--- START OF Dataset extract ---

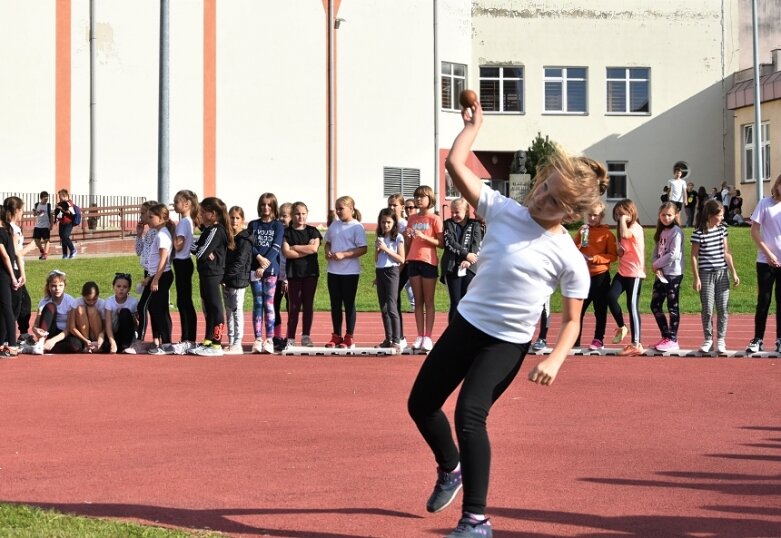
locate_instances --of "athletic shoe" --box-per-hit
[426,467,461,514]
[337,334,355,349]
[746,338,760,353]
[588,338,605,351]
[654,338,680,351]
[325,333,342,347]
[618,343,645,357]
[271,336,287,353]
[193,342,225,357]
[445,515,494,538]
[613,325,629,344]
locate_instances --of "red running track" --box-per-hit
[0,314,781,538]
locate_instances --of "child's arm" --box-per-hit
[724,236,740,286]
[691,243,702,292]
[529,297,583,385]
[445,103,483,207]
[751,222,781,267]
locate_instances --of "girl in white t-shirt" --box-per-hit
[746,175,781,353]
[374,209,404,351]
[172,190,198,343]
[408,103,608,536]
[144,204,176,355]
[103,273,138,354]
[68,281,106,353]
[25,269,79,355]
[324,196,367,349]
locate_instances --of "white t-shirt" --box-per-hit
[38,293,76,331]
[145,226,174,276]
[73,297,106,319]
[375,233,404,269]
[667,178,686,203]
[458,185,591,344]
[751,196,781,263]
[323,219,367,275]
[174,217,193,260]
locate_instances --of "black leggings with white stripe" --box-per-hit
[608,274,643,344]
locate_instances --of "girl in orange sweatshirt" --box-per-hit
[573,200,618,351]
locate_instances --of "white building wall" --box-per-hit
[0,2,55,188]
[471,0,738,224]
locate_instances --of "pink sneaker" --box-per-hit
[654,338,680,351]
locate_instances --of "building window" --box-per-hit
[607,161,626,200]
[382,166,420,198]
[442,62,466,110]
[480,67,523,112]
[743,122,770,182]
[545,67,587,114]
[607,67,651,114]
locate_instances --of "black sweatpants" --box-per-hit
[407,314,529,514]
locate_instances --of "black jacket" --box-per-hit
[222,230,252,289]
[439,219,483,282]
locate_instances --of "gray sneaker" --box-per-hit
[446,515,494,538]
[426,468,461,514]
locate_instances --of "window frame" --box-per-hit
[605,66,651,116]
[478,65,526,114]
[605,161,629,202]
[439,61,469,112]
[542,65,589,116]
[740,121,771,183]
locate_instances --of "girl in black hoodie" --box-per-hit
[191,197,236,355]
[222,205,252,355]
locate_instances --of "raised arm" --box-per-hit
[445,103,483,207]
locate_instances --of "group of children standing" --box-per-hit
[574,195,740,356]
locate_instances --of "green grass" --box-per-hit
[0,504,224,538]
[22,228,756,313]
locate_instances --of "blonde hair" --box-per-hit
[527,146,610,222]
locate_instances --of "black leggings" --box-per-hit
[173,256,198,342]
[198,276,225,344]
[328,273,360,335]
[407,314,529,514]
[575,271,610,347]
[148,271,174,344]
[608,274,643,344]
[754,262,781,338]
[287,276,318,339]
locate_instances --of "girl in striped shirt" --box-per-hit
[691,200,740,353]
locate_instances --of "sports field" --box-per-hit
[0,314,781,538]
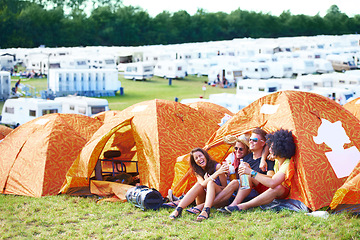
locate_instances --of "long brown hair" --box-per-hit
[190,148,217,177]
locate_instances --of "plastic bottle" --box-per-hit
[229,164,236,181]
[239,159,250,189]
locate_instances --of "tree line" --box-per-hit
[0,0,360,48]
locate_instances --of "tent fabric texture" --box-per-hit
[343,97,360,119]
[0,125,13,140]
[0,113,102,197]
[61,99,232,196]
[172,91,360,211]
[330,162,360,214]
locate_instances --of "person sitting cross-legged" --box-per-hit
[225,129,296,213]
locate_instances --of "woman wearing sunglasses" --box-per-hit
[220,128,274,211]
[225,129,296,213]
[170,148,229,221]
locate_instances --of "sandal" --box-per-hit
[186,207,201,214]
[161,202,177,208]
[196,207,210,222]
[169,207,183,220]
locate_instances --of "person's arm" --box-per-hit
[196,164,229,188]
[239,161,285,188]
[259,145,269,172]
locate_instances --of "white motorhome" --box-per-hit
[243,62,272,79]
[187,58,217,75]
[278,78,314,92]
[54,96,109,116]
[48,68,121,97]
[289,58,316,76]
[0,54,15,71]
[1,98,62,127]
[154,60,187,79]
[123,62,155,80]
[207,65,242,86]
[236,79,280,95]
[326,54,356,72]
[0,71,11,100]
[314,59,334,73]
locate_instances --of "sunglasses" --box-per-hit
[234,147,244,151]
[249,138,259,142]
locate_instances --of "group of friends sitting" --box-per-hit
[166,128,296,221]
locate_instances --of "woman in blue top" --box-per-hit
[170,148,229,221]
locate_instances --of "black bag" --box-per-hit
[126,185,164,210]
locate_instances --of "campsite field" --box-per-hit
[0,74,236,114]
[0,195,360,239]
[0,77,360,239]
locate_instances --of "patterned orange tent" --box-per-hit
[330,97,360,213]
[0,113,102,197]
[343,97,360,119]
[62,99,232,196]
[0,125,13,140]
[173,91,360,210]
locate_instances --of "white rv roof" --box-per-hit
[54,96,108,105]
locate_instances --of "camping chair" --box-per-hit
[95,150,139,181]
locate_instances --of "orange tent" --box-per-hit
[0,113,102,197]
[0,125,13,140]
[330,162,360,213]
[91,110,121,122]
[62,99,232,196]
[173,91,360,210]
[343,97,360,119]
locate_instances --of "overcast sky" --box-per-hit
[122,0,360,17]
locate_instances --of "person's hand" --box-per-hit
[267,153,275,161]
[259,161,267,172]
[238,162,252,176]
[218,162,229,174]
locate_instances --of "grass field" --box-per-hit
[0,76,360,239]
[0,195,360,239]
[0,74,235,115]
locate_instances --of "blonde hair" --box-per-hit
[224,134,249,147]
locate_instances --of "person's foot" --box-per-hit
[225,206,242,213]
[196,207,210,222]
[169,207,183,220]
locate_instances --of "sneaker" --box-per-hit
[168,189,179,202]
[216,208,228,213]
[225,206,242,213]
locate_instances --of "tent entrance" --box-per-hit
[94,125,139,184]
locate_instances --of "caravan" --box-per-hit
[0,71,11,100]
[1,98,61,127]
[154,60,187,79]
[123,62,154,80]
[54,96,109,117]
[326,54,356,72]
[243,62,272,79]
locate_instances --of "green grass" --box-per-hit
[0,75,236,114]
[0,195,360,239]
[0,76,360,239]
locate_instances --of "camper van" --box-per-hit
[123,62,155,80]
[154,60,187,79]
[48,68,121,97]
[54,96,109,116]
[243,62,272,79]
[289,58,316,76]
[236,79,280,95]
[0,71,11,100]
[326,54,356,72]
[208,65,242,86]
[1,98,62,127]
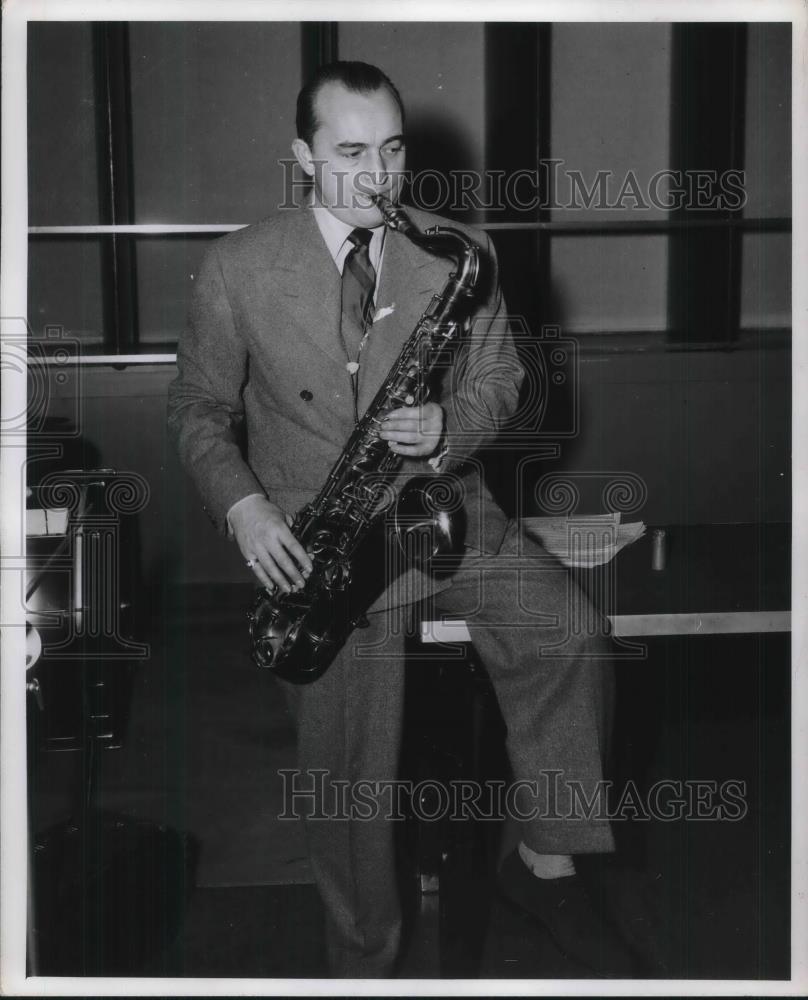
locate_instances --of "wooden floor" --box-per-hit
[31,592,790,979]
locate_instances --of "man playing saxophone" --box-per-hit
[169,63,632,977]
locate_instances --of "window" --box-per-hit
[28,22,791,360]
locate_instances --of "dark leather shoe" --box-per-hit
[499,851,636,979]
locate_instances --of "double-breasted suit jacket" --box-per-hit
[168,208,523,610]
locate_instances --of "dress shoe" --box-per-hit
[499,851,636,979]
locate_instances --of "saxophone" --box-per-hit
[248,195,480,683]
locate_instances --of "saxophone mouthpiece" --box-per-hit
[370,194,418,235]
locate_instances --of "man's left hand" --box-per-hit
[379,403,444,458]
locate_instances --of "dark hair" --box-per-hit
[295,61,404,146]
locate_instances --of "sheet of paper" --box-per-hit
[522,514,645,567]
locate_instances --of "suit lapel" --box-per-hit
[274,208,345,368]
[359,230,450,414]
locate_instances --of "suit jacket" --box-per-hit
[168,208,523,610]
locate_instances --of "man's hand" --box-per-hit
[379,403,444,458]
[230,495,312,593]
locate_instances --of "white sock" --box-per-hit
[519,840,575,878]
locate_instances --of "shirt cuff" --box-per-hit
[225,493,264,538]
[428,431,449,472]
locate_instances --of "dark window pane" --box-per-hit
[28,22,101,226]
[28,236,108,353]
[135,235,221,349]
[129,22,300,223]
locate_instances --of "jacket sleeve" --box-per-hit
[441,236,524,471]
[168,245,265,534]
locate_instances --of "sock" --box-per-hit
[519,840,575,878]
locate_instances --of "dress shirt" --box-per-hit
[227,197,448,538]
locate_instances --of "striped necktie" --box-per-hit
[342,229,376,358]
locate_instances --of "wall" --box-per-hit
[38,349,790,585]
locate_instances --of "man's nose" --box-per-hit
[367,149,387,190]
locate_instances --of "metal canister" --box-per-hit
[651,528,665,570]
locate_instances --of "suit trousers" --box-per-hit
[282,521,614,978]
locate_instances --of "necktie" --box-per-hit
[342,229,376,358]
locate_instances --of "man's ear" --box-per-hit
[292,139,314,177]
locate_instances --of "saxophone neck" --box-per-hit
[373,194,480,287]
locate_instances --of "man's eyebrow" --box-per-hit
[337,133,404,149]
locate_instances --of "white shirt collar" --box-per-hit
[311,195,385,278]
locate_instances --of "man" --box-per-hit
[169,63,630,976]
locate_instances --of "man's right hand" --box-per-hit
[228,495,312,593]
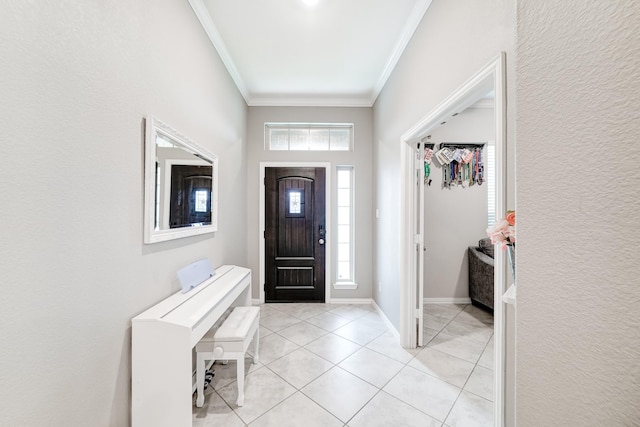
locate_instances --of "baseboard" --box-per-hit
[422,298,471,304]
[371,300,400,340]
[327,298,373,304]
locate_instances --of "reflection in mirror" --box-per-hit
[145,117,218,243]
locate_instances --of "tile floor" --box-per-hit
[193,304,493,427]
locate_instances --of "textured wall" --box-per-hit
[516,0,640,426]
[0,0,246,427]
[247,107,374,299]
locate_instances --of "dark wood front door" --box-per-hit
[265,168,326,302]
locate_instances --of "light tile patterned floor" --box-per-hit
[193,304,493,427]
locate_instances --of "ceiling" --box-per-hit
[189,0,431,107]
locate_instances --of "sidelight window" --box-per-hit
[334,166,356,289]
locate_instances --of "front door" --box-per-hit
[264,168,326,302]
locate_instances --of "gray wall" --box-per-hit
[516,0,640,426]
[373,0,516,426]
[374,0,515,342]
[0,0,247,427]
[246,107,374,299]
[424,107,501,299]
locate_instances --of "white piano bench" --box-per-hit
[196,307,260,408]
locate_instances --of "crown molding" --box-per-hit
[371,0,432,105]
[189,0,249,104]
[189,0,432,107]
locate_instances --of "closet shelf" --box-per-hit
[440,142,486,148]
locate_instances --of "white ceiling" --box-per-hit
[189,0,431,107]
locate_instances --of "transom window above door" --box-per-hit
[264,123,353,151]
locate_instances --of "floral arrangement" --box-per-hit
[487,211,516,249]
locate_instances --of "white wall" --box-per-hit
[247,107,374,299]
[374,0,515,334]
[517,0,640,426]
[0,0,246,427]
[424,107,495,299]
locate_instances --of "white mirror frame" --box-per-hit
[144,115,218,244]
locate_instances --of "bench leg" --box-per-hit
[253,328,260,363]
[196,353,205,408]
[236,354,244,406]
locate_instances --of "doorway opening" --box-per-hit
[258,162,332,303]
[400,52,506,426]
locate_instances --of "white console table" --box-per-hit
[131,265,251,427]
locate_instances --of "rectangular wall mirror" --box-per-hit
[144,116,218,243]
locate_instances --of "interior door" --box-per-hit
[264,168,327,302]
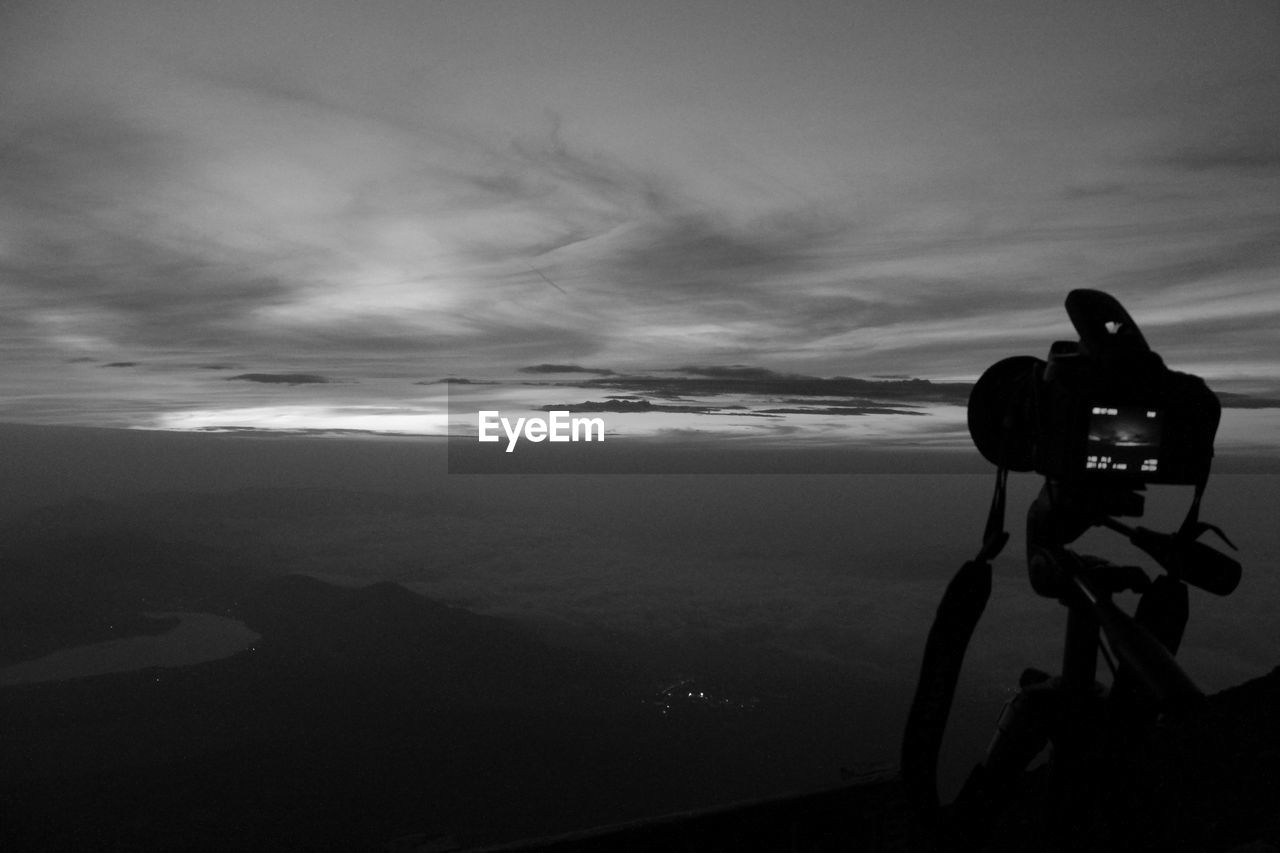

--- END OF Dataset extract ---

Given problem: List every line of the records that contains the word "jacket".

Response for this exercise:
locate_instances --of "black jacket" --box-per-hit
locate_instances --of "double-breasted suit jacket" --box-per-hit
locate_instances --of "suit jacket" --box-per-hit
locate_instances --of "jacket sleeve" --box-per-hit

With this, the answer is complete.